> READING PASSAGE
☆ ☆ ☆

The Co-op Bank has over a century built its reputation as being an ethical-based icon. Built in 1844, the bank has strived to retain its corporate reputation as its primary effective market performance strategy. Nevertheless, despite its impeccable reputation, the bank announced it was for sale in February 2017. This is a discussion of the Co-op Banks corporate reputation problems that offers solutions on how to improve the companys overall identity, image, brand, and reputation. The discuss will also propose the methods that the company can employ to gain positive publicity as it prepares to be sold. Ultimately, the essay will discuss the corporate reputation management strategies that the bank can employ to promote a strong corporate reputation for the corporation overall after it has been sold and beyond 2017.

Co-op Banks Corporate Reputational Problems

The Co-op Bank corporate reputation crisis started in 2009 after its merger with the Britannia Building Society corporation. The merger started well, but it later led to the development of massive losses that compromised the companys reputation. The biggest loss occurred in 2013, and it amounted to a total of 700 million (Kollewe & Treanor, 2015). This loss was substantial, and it was considered to be the largest loss that ever occurred in the British banking history. In 2013, Co-op Bank corporate reputation was also affected by the collapse of its plans to acquire approximately 600 branches belonging to the Lloyds banks. This phenomenon resulted into the wastage of four years of negotiation between the two banks that had started in 2009.

☆ ☆ ☆

> TASK BRIEF
Continue the essay on the Co-op Bank's reputation crisis, picking up after its last sentence.

☆ ☆ ☆

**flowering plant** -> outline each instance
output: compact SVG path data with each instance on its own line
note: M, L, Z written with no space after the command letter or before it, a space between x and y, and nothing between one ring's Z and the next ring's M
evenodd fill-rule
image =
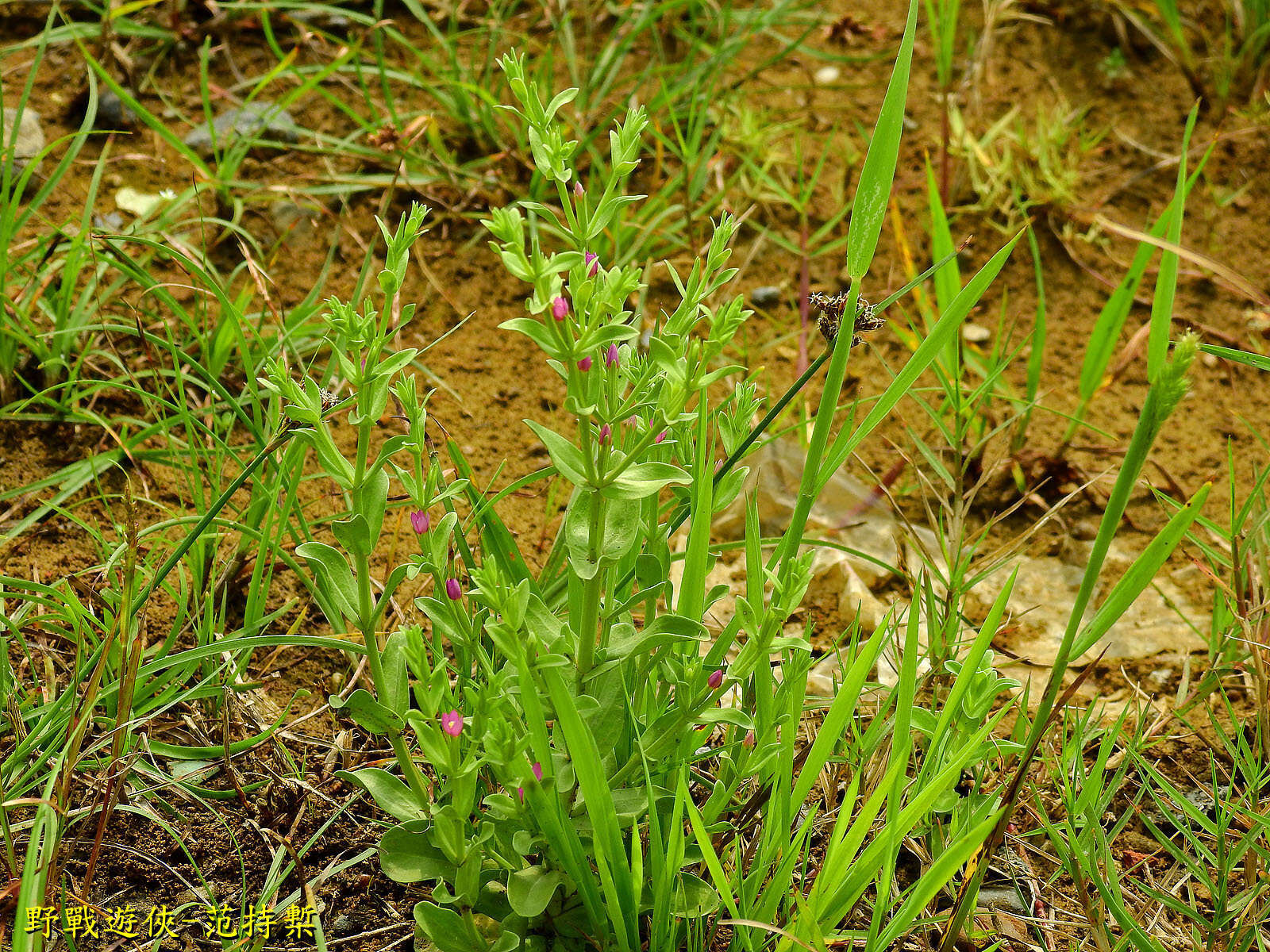
M914 15L916 4L897 66L903 79ZM427 400L404 376L415 352L389 349L413 310L400 296L423 212L413 209L395 232L381 225L387 241L381 306L361 314L352 305L331 306L337 369L354 392L356 463L335 448L316 383L301 387L281 366L269 374L351 513L333 526L338 547L315 541L297 547L328 619L357 628L368 658L373 693L358 689L333 698L331 707L385 736L396 755L398 772L364 767L342 776L396 821L382 836L381 866L400 882L428 885L415 922L442 952L678 948L685 923L721 902L733 919L770 922L792 911L795 861L810 835L810 820L799 825L795 811L834 754L885 635L860 646L827 713L832 729L795 758L810 646L785 626L810 581L812 553L800 545L805 517L828 473L952 339L1008 248L932 327L867 418L832 446L831 423L857 336L827 335L829 347L815 363L827 363L827 382L794 519L765 556L756 504L748 500L745 588L711 642L704 619L726 593L706 589L718 559L711 520L738 496L745 475L738 462L779 409L752 430L761 406L756 387L725 362L748 314L740 296L724 293L734 275L726 263L737 221L721 216L687 275L671 270L678 292L673 311L657 320L638 314L630 301L641 274L615 263L608 236L621 232L624 209L639 199L626 183L646 126L643 109L631 109L610 133L607 160L592 156L584 185L574 173L578 143L556 119L574 90L544 104L519 57L500 62L537 174L555 184L559 198L555 208L522 202L494 209L484 222L503 265L530 287L526 316L502 326L544 352L572 418L564 432L527 421L550 467L503 494L556 476L570 486L569 504L551 552L532 571L498 515L502 494L489 499L471 486L453 442L446 451L458 479L447 481L424 438ZM855 286L876 246L894 174L903 84L893 88L899 94L888 93L865 162L865 201L857 197L848 249ZM853 330L867 330L881 324L872 314L885 303L862 306L853 287L838 314L857 315ZM872 321L867 327L861 312ZM373 425L390 395L406 432L372 452ZM419 552L391 569L376 597L370 556L391 480L409 499L405 518ZM681 526L682 552L672 553ZM682 566L677 584L674 561ZM432 594L415 599L428 625L395 631L381 645L384 608L408 578L432 580ZM784 669L780 679L773 658ZM911 678L900 688L911 697ZM734 703L721 703L724 697ZM951 788L982 740L979 732L947 751L922 802L902 815L908 828ZM903 762L897 763L886 797L899 803L906 793ZM876 815L869 812L876 811L874 798L866 806L861 829ZM859 845L853 830L836 840L833 857L843 864L852 862L850 844ZM752 845L742 857L743 835ZM716 856L729 844L738 857L732 885ZM949 856L968 856L972 847L959 840ZM852 896L879 875L879 856L866 853L838 891L817 899L809 928L819 928L819 909L842 918Z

☆ ☆ ☆

> RESULT FOR THIS TASK
In the year 2014, the Co-op Banks corporate reputation was further harmed by the criminal conviction of Paul Flowers, a top official at the bank (Pidd, 2014). Flowers was charged with dealing in drugs, and he was forced to resign from his corporate position. This became a large embarrassment for the bank and even affected its public ethical image. Additionally, the Co-op Bank further announced a loss of 477 million for the financial period that ended in 2016 (Kollewe & Treanor, 2015). This collective streak of failures by the bank immensely compromised its corporate reputation among its more than 4 million customers, situated in different parts of the world.

Strategies That the Co-op Bank Can Use to Manage a Strong Corporate Reputation

Reputation is considered to be a highly prized corporate asset that all organizational leaders should maintain. After the Co-op Bank has been sold and beyond, there are several methodologies that the company can employ to measure its reputation. Such strategies will aid in ensuring that the Bank continues to build on its reputation, for its overall long-term market performance. The corporate reputation management strategies can be categorized into two divisions; quantitative and qualitative approaches.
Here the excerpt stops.